WRITTEN REQUEST
How many lines in the data below contain the word "carved"? Reply with the number only.

MATERIAL FOR THIS EXERCISE
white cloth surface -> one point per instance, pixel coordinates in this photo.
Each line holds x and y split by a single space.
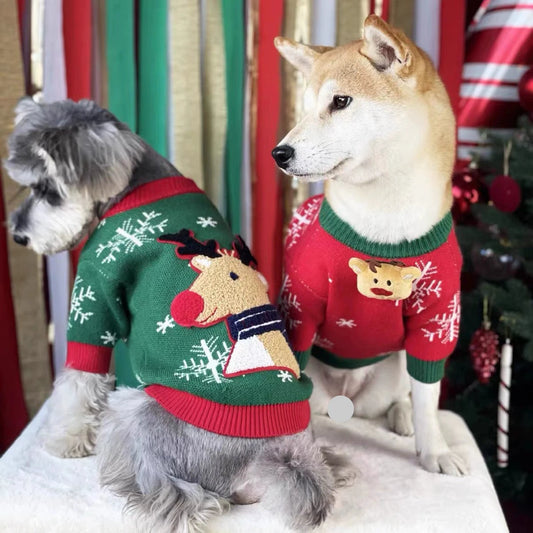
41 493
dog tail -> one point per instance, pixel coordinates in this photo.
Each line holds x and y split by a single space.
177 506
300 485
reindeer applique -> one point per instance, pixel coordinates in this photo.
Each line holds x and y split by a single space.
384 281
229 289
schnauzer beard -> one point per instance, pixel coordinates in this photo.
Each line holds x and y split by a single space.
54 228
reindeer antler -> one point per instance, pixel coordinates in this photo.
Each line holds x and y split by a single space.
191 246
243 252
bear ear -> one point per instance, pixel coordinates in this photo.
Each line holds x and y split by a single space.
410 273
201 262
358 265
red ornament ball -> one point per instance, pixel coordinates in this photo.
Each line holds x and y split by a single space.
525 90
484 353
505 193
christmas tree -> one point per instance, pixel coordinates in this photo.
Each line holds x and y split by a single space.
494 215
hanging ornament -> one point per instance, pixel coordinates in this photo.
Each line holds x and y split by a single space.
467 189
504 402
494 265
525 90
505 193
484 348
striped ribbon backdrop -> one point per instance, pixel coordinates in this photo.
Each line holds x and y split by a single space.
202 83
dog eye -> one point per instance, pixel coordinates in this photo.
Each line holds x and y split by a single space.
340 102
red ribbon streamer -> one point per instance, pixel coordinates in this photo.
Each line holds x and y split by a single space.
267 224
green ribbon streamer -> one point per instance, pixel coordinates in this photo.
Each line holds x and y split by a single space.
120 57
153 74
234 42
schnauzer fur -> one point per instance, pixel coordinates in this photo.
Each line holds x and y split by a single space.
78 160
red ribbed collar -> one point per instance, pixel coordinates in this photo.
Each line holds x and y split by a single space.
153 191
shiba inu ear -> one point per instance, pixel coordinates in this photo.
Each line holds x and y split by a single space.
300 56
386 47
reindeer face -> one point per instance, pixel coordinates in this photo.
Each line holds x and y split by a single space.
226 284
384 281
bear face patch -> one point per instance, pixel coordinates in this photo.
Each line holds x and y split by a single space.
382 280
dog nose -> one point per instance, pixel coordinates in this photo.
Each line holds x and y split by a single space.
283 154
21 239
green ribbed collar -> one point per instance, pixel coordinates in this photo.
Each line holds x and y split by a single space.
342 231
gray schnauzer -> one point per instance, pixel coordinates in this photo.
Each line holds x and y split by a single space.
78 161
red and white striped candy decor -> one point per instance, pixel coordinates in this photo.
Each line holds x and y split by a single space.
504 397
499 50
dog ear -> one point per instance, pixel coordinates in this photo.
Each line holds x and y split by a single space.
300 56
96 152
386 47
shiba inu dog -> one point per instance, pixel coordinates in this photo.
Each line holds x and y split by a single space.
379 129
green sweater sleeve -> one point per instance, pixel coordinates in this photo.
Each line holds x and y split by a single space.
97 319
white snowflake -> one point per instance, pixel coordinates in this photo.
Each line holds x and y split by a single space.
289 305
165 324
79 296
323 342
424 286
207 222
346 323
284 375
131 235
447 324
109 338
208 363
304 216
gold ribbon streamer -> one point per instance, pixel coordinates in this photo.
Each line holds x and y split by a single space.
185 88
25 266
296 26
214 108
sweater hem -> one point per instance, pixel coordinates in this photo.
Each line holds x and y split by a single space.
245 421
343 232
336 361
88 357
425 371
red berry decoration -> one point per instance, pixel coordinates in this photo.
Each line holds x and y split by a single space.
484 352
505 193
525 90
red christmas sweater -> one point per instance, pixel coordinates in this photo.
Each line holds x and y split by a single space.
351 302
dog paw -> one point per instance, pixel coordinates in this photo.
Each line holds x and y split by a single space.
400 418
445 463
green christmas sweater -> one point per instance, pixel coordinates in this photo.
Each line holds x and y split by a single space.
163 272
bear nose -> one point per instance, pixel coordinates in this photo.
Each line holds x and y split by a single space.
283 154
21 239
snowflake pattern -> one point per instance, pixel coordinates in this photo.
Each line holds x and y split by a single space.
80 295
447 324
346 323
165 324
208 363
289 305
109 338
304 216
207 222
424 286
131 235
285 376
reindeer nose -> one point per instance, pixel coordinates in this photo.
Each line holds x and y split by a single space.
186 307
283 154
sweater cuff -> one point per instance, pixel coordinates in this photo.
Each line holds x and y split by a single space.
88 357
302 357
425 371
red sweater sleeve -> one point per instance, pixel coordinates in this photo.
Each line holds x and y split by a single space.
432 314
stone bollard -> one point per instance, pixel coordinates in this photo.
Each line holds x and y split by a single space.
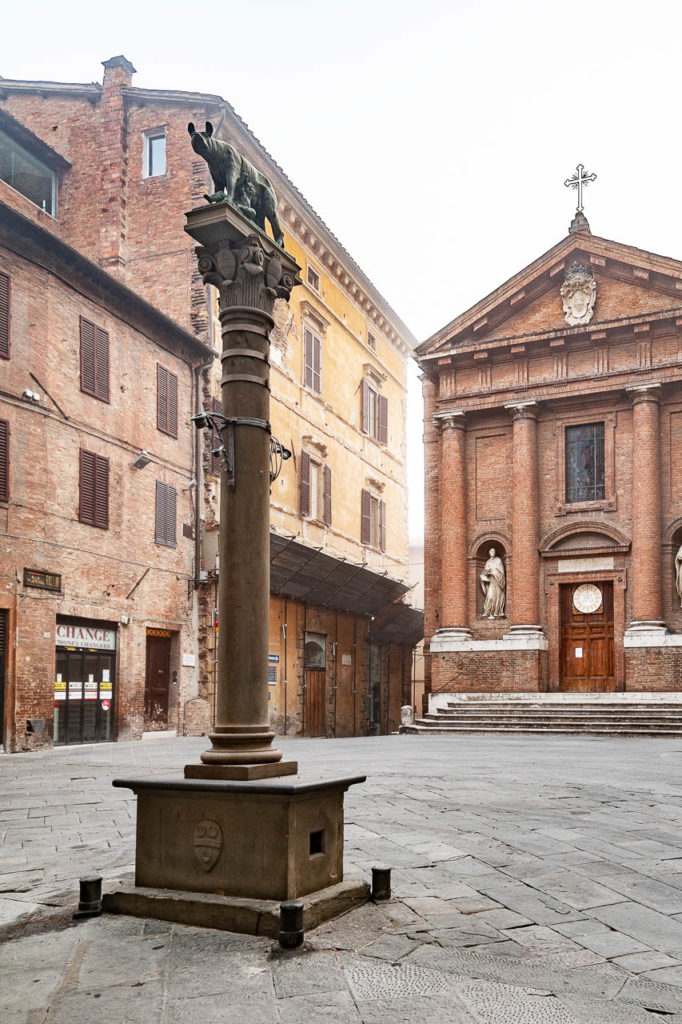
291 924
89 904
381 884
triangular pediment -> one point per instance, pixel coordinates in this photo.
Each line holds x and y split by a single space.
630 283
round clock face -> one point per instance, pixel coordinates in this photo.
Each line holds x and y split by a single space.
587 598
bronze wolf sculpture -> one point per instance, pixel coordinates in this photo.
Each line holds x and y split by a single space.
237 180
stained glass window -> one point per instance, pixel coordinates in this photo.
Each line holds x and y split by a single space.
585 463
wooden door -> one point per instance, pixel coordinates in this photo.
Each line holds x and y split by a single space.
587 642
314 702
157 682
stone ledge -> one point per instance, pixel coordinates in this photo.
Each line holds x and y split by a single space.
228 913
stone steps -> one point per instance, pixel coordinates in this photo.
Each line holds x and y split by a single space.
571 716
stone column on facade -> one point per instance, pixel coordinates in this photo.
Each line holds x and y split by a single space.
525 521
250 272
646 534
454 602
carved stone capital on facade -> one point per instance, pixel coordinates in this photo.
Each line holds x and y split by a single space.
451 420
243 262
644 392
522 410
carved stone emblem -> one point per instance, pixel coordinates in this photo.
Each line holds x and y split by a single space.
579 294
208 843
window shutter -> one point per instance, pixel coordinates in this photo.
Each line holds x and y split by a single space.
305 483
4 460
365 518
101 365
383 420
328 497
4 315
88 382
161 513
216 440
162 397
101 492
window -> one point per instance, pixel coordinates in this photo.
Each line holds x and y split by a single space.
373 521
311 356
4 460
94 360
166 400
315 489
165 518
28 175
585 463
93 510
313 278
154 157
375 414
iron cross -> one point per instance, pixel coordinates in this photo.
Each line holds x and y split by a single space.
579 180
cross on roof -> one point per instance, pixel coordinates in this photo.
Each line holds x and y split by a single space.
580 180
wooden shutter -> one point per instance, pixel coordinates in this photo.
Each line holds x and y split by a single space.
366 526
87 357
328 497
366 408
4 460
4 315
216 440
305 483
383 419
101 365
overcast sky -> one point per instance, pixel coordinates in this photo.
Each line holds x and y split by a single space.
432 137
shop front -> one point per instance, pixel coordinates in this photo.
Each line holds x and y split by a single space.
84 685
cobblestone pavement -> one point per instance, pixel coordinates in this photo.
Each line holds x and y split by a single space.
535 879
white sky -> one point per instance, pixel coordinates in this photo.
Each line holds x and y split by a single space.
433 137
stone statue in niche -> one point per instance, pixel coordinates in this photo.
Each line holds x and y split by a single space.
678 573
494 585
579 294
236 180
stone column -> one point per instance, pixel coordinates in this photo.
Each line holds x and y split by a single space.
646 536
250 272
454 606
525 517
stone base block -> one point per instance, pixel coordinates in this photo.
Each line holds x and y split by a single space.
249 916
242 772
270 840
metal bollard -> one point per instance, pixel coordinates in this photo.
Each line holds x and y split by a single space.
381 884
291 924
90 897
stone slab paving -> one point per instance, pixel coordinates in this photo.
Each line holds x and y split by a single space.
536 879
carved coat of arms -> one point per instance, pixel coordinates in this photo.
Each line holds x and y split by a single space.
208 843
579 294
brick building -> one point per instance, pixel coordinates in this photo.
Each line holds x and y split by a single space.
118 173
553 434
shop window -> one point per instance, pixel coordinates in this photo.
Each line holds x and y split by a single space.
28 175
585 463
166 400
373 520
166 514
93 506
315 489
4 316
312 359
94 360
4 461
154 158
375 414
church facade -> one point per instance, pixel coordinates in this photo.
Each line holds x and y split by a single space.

...

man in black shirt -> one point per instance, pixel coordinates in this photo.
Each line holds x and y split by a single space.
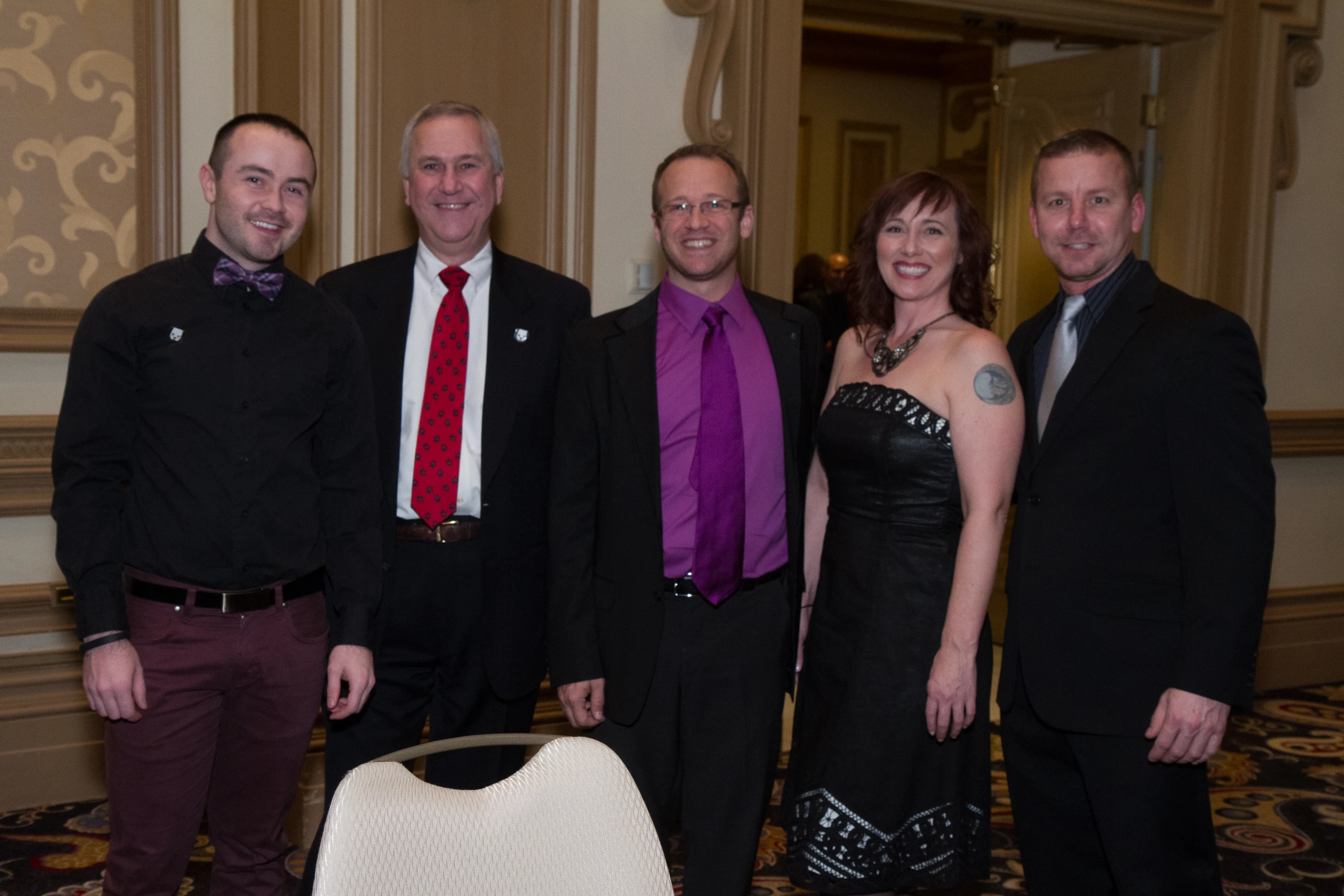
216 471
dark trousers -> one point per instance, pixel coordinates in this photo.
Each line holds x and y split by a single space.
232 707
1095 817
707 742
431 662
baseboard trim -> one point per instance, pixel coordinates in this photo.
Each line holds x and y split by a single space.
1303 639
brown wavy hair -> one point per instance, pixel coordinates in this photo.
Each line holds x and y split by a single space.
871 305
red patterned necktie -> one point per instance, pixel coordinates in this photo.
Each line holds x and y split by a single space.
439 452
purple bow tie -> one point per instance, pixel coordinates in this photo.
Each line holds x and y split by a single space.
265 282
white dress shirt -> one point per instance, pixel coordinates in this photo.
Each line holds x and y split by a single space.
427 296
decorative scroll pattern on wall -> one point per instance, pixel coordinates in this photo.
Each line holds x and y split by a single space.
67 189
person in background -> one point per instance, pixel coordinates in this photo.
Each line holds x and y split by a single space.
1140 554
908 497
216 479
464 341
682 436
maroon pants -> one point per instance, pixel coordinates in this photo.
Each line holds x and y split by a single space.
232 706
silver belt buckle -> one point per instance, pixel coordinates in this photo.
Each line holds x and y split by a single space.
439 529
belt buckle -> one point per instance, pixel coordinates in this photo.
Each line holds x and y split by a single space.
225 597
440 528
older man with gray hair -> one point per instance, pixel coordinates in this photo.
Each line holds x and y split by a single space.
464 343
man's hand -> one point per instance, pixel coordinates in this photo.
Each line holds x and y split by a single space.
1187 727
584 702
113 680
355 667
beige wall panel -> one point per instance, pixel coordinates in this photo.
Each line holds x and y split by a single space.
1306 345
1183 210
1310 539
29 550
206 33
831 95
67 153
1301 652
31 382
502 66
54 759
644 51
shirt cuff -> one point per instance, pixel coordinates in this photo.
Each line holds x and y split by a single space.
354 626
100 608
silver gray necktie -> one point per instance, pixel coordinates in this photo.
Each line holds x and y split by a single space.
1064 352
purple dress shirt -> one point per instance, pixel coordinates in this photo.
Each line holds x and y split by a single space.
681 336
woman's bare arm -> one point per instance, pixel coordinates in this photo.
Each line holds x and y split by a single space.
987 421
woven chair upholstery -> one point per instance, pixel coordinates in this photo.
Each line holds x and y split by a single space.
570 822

SOLUTION TO THE EXERCISE
3